[[ EXCERPTED TEXT, beginning ]]

- Citizenship: United States of America
- Education: Massachusetts Institute of Technology
- Known for: Customer lifetime value Customer centricity Customer-based corporate valuation
- Awards: Frances and Pei-Yuan Chia Professorship, 25 Marketing Technology Trailblazers,
- Scientific career
- Fields: Marketing
- Workplaces: Wharton School of the University of Pennsylvania, Theta Equity Partners
- Doctoral advisor: John R. Hauser

= Peter Fader =

American academic

Peter S. Fader is the Frances and Pei-Yuan Chia Professor of Marketing at The Wharton School of the University of Pennsylvania. His research is about the analysis of behavioral data to forecast customer shopping/purchasing activities.

== Career ==
Fader was introduced to marketing when he was a math major undergraduate in MIT by Professor Leigh McAlister. Later in an interview, Fader called McAlister his "fairy god mother" for his career in marketing. Fader works with firms from a plethora of industries, such as telecommunications, financial services, gaming/entertainment, retailing, and pharmaceuticals. Managerial applications focus on topics such as management of customer relationships, lifetime value of the customer, and sales predictions for new products. Much of his research highlights the consistent behavioral patterns that exist across these industries and other domains.

In addition to his various roles at Wharton, Professor Fader co-founded a predictive analytics firm named Zodiac in 2015, which was sold to Nike in 2018. He then co-founded and still works at Theta Equity Partners to commercialize his more recent work on “customer-based corporate valuation.”

== Works ==
Fader is the author of Customer Centricity: Focus on the Right Customers for Strategic Advantage and co-authored with Sarah E. Toms of the book The Customer Centricity Playbook: Implement a Winning Strategy Driven by Customer Lifetime Value.

== Awards ==
He is the current recipient of the Pei-Yuan Chia Professorship. He has held this award since 2003.

He was named one of the 25 Marketing Technology Trailblazers by Advertising Age.

[[ EXCERPTED TEXT, end ]]

- PROBLEM STATEMENT
From the Peter Fader biography, write out word for word the part that opens with the words "In addition to" and closes with "award since 2003.".

[[ PROVIDED DATA, beginning ]]

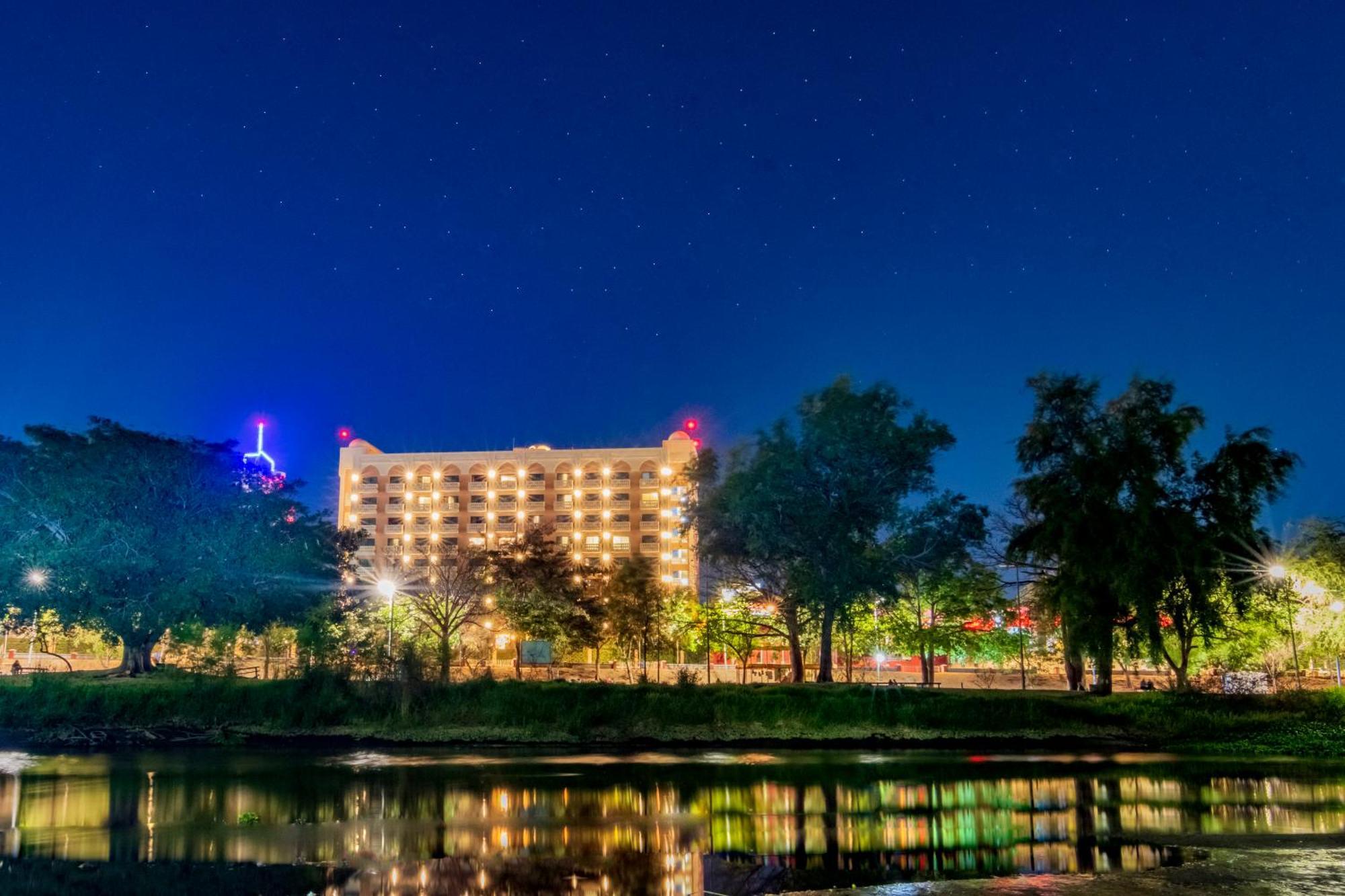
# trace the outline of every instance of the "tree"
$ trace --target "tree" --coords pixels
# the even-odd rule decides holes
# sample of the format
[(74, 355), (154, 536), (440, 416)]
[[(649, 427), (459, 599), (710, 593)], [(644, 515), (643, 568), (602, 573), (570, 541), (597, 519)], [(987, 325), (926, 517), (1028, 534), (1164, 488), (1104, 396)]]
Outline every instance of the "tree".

[[ PROVIDED DATA, end ]]
[[ PROVIDED DATA, beginning ]]

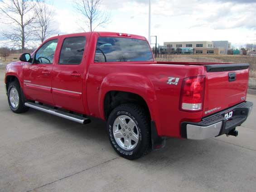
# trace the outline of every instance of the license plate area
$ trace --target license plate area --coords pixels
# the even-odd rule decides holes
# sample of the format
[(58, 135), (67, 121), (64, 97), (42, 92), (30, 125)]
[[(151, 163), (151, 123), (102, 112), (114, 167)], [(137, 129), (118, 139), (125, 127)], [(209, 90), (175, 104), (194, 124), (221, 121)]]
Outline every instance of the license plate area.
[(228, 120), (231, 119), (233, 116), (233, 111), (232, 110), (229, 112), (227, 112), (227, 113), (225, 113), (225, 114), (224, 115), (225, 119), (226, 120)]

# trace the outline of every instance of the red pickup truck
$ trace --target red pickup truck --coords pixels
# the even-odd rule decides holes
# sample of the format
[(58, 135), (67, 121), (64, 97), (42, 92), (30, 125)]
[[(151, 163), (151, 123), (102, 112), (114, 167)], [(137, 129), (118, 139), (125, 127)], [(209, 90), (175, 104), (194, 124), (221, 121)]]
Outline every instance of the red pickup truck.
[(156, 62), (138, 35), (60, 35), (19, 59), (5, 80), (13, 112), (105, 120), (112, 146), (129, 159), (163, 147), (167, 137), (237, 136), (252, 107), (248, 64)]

[[ PROVIDED DATA, end ]]
[[ PROVIDED DATA, beginning ]]

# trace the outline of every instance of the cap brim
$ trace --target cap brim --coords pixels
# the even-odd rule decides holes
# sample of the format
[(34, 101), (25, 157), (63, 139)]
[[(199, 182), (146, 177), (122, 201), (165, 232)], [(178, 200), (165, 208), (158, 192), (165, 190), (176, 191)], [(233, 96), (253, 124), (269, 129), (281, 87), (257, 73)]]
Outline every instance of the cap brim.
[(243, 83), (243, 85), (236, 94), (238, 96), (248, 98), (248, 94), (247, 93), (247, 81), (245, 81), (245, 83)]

[[ PROVIDED DATA, end ]]

- WRITTEN RESPONSE
In addition to his various roles at Wharton, Professor Fader co-founded a predictive analytics firm named Zodiac in 2015, which was sold to Nike in 2018. He then co-founded and still works at Theta Equity Partners to commercialize his more recent work on “customer-based corporate valuation.”

== Works ==
Fader is the author of Customer Centricity: Focus on the Right Customers for Strategic Advantage and co-authored with Sarah E. Toms of the book The Customer Centricity Playbook: Implement a Winning Strategy Driven by Customer Lifetime Value.

== Awards ==
He is the current recipient of the Pei-Yuan Chia Professorship. He has held this award since 2003.